◆ **书面要求**: 将含有"of the towel"的那一行到最后一行逐字抄写下来，首尾两行都包括在内。

◆ **存储行**:
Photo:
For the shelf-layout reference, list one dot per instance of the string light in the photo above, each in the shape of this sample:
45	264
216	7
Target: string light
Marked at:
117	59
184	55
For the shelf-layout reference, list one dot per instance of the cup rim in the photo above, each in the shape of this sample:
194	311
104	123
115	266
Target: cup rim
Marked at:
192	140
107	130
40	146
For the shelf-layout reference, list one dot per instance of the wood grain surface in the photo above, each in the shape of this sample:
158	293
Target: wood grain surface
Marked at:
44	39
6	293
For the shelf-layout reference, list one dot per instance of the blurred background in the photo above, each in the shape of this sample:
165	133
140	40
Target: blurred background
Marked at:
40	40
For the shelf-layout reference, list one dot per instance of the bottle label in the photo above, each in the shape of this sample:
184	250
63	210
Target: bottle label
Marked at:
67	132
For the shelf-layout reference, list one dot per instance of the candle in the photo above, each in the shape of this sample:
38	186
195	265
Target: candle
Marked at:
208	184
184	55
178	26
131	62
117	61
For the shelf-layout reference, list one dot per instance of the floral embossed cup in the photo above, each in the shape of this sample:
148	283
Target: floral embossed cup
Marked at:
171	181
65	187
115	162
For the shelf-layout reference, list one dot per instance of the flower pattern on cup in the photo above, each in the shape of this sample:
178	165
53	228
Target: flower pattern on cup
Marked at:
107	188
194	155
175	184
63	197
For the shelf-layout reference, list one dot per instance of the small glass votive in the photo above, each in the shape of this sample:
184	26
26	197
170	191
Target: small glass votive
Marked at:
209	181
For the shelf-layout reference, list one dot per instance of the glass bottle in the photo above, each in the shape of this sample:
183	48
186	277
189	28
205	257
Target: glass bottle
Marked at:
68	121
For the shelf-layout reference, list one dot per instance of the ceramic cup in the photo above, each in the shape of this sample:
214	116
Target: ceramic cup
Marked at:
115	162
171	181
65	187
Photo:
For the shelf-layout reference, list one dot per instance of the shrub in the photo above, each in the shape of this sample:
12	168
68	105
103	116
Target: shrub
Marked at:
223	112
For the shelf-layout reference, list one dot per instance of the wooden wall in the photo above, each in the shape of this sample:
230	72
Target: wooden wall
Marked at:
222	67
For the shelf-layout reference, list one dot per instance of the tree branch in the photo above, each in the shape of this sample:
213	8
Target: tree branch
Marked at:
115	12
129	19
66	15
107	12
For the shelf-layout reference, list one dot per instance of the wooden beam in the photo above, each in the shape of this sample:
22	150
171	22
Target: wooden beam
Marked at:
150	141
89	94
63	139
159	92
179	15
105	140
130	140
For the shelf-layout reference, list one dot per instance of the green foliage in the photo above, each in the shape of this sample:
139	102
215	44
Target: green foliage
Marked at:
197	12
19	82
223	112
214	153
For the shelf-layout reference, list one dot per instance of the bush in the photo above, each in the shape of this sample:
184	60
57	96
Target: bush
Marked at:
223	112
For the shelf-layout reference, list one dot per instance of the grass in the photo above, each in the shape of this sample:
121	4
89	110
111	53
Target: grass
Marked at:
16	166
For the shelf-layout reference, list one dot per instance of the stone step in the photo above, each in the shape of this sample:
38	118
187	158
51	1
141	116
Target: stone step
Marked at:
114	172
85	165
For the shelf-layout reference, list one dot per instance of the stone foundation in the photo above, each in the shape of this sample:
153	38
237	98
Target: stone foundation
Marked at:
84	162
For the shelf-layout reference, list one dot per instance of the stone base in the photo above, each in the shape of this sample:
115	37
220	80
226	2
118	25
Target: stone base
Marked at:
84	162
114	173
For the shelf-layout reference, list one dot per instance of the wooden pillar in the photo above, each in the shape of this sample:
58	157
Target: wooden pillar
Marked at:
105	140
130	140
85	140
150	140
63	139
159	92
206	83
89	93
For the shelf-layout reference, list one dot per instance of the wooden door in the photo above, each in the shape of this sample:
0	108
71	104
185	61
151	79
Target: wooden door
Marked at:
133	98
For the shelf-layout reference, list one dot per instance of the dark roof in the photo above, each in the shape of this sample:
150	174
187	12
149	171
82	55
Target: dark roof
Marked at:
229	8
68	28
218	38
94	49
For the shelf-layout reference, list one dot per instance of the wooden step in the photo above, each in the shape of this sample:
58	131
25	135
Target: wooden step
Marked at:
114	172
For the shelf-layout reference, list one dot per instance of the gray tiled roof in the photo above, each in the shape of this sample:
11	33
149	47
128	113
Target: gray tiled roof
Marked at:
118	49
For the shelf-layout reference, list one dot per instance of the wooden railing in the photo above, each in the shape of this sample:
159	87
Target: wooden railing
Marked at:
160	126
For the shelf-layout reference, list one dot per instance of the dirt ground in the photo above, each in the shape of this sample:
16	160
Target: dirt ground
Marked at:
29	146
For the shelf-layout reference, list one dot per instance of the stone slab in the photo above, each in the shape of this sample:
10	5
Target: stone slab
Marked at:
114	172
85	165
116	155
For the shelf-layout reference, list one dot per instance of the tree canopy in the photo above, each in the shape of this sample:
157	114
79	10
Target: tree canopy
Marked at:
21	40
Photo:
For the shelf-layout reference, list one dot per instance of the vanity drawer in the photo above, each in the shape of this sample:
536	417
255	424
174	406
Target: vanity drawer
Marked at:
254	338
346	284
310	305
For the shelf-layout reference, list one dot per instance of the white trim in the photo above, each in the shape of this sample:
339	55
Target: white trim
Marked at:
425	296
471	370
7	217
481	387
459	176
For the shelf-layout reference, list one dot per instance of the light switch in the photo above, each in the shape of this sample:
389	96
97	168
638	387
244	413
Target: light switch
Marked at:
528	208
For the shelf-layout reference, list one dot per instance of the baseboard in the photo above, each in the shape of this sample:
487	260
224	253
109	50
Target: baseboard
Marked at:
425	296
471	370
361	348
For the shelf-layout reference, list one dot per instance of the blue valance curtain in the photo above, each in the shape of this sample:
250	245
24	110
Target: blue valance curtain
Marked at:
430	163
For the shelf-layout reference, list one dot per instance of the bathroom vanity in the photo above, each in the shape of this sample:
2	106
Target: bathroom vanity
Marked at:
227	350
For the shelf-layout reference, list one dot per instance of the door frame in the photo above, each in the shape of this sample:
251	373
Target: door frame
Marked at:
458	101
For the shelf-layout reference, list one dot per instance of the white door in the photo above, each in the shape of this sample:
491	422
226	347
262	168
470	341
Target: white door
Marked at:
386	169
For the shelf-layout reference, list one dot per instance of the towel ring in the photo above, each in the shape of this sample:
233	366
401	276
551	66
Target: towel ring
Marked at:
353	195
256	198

◆ **本题答案**:
For the shelf-layout reference, list one dot per instance of the towel ring in the photo above, each in the shape of this sample:
233	366
401	276
551	66
Target: towel ring
Marked at:
353	195
256	198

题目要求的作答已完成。